• Task 1
In the essay on standard errors, how many measurements did the writer take on the bathroom scale before stopping?
• Task 2
Decide whether each statement agrees with the essay on standard errors: (a) The session was organized by Serena Ng and Elie Tamer. (b) The writer judged the usual standard error formula suitable for the bathroom scale readings. (c) The first reading on the scale was 67 kg. Answer yes or no for each, quoting the deciding words.
• Task 3
Pick up the essay on standard errors after its last line and continue writing it.

# start of Article

What is a standard error?

I spoke at a session with the above title at the American Economic Association meeting a few months ago. It was organized by Serena Ng and Elie Tamer, and the other talks were given by Patrick Kline, James Powell, Jeffrey Wooldridge, and Bin Yu. In addition to speaking, Bin and I wrote short papers that will appear in the Journal of Econometrics. Here’s mine:

What is a standard error?

In statistics, the standard error has a clear technical definition: it is the estimated standard deviation of a parameter estimate. In practice, though, challenges arise when we go beyond the simple balls-in-urn model to consider generalizations beyond the population from which the data were sampled. This is important because generalization is nearly always the goal of quantitative studies. In this brief paper we consider three examples.

What is the standard error when the bias is unknown and changing (my bathroom scale)?

I recently bought a cheap bathroom scale. I took the scale home and zeroed it—there’s a little gear in front to turn. I tapped my foot on the scale, it went to -1 kg, I turned the gear a bit, then it went up to +2, then I turned a bit back to get it exactly to zero, and tapped again . . . it was back at -1. That was frustrating, but I still wanted to estimate my weight. So I got on and off the scale multiple times. The first few measurements were 66 kg, 65.5 kg, 68 kg, and 67 kg. A lot of variation! To get a good estimate in the presence of variation, it is recommended to take multiple measurements. So I did so. After 46 measurements, I got bored and stopped. The resulting measurements had mean 67.1 with standard deviation 0.7, hence a standard error of 0.7/sqrt(46) = 0.1.

Would I want to use the resulting 95% confidence interval, 67.1 +/- 0.2? Of course not! The whole scale is off by some unknown amount. What, then, to do? One approach would be to calibrate, either using a known object that weighs in the neighborhood of 67 kg or else my own weight measured on an accurate instrument. If that is not possible, then I would want a wider uncertainty interval to account for the uncertainty in the scale’s bias. The usual purpose of a standard error is to attach uncertainty to an estimate, and for that purpose, the usual standard error formula is inappropriate.

How do you interpret standard errors from a regression fit to the entire population (all 50 states)?

# end of Article
# start of Dataset extract

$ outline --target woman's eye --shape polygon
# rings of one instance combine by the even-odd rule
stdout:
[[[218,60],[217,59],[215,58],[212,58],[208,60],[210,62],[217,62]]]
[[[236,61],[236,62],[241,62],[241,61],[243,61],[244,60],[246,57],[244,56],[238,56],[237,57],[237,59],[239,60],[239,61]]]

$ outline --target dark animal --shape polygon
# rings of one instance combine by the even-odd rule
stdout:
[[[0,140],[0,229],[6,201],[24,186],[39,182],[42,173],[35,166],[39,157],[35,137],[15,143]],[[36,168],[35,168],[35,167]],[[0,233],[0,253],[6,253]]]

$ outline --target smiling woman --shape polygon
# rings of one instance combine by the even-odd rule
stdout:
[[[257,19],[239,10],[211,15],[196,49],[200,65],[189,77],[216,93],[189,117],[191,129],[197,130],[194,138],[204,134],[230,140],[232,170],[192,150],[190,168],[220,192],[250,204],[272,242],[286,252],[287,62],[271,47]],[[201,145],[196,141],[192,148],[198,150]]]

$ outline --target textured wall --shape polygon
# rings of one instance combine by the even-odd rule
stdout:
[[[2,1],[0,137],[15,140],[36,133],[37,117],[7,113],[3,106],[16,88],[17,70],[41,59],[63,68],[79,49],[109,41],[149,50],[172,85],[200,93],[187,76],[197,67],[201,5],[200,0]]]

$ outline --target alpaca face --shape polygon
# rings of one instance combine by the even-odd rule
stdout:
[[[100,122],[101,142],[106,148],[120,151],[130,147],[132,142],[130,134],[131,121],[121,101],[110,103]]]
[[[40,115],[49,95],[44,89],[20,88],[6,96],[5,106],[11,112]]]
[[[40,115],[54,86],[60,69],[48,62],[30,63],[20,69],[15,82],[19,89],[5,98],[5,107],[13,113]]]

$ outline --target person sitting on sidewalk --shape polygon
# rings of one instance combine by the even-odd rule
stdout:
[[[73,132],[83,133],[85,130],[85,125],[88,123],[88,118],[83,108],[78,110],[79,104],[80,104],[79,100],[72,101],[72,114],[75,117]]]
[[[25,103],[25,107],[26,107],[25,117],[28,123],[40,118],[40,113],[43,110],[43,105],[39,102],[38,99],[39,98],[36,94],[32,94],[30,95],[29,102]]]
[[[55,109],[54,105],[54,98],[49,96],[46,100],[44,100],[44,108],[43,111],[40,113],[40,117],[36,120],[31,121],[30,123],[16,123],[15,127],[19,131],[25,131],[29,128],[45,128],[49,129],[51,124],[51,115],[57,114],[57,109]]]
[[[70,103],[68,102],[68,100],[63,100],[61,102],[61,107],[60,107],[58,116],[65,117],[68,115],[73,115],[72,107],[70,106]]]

# end of Dataset extract

• Written reply 1
46 measurements.

• Written reply 2
(a) Yes: "It was organized by Serena Ng and Elie Tamer"
(b) No: "the usual standard error formula is inappropriate"
(c) No: "The first few measurements were 66 kg, 65.5 kg, 68 kg, and 67 kg."

• Written reply 3
Sometimes we can all agree that if you have a whole population, your standard error is zero. This is basic finite population inference from survey sampling theory, if your goal is to estimate the population average or total. Consider a regression fit to data on all 50 states in the United States. This gives you an estimate and a standard error. Maybe the estimated coefficient of interest is only one standard error from zero, so it’s not “statistically significant.” But what does that mean, if you have the whole population? You might say that the standard error doesn’t matter, but the internal variation in the data still seems relevant, no?

One way to think about this is to imagine the regression being used for prediction. For example, you have all 50 states, but you might use the model to understand these states in a different year. So you can think of the data you have from the 50 states as being a sample from a larger population of state-years. It’s not a random or representative sample, though, in that it’s data from just one year. So to get the right uncertainty you’ll need to use a multilevel model or clustered standard errors. With data from only one cluster, some external assumptions will be needed to compute the standard error. Alternatively, one could just use the standard error that pops out of the regression, which would correspond to an implicit model of equal variation between and within years. Just because you have an exhaustive sample, that does not mean that the standard error is undefined or meaningless.

How should we account for nonsampling error when reporting uncertainties (election polls)?

In an analysis of state-level pre-election polls, we have found the standard deviation of empirical errors—the difference between the poll estimate and the election outcome—to be about twice as large as would be expected from the reported standard errors of the individual surveys. This sort of nonsampling error is usual in polling; what is special about election forecasting is that here we can observe the outcome and thus measure the total error directly. The question then arises: what standard error should a pollster report? The usual formula based on sampling balls from an urn (with some correction for weighting or survey adjustment) gives an internal measure of uncertainty but does not address the forecasting question. It would seem better to augment the standard error based on past levels of nonsampling error, but then the question arises of what to do in other sampling settings where no past calibration is available. In election polling we have some sense of that extra uncertainty; it seems wrong to implicitly set it to zero when we don’t know what to do about it.

How, then, should we interpret the standard error from textbook formulas or when fitting a regression? We can think of this as a lower-bound standard error or, more precisely, as a measure of variation corresponding to a particular model.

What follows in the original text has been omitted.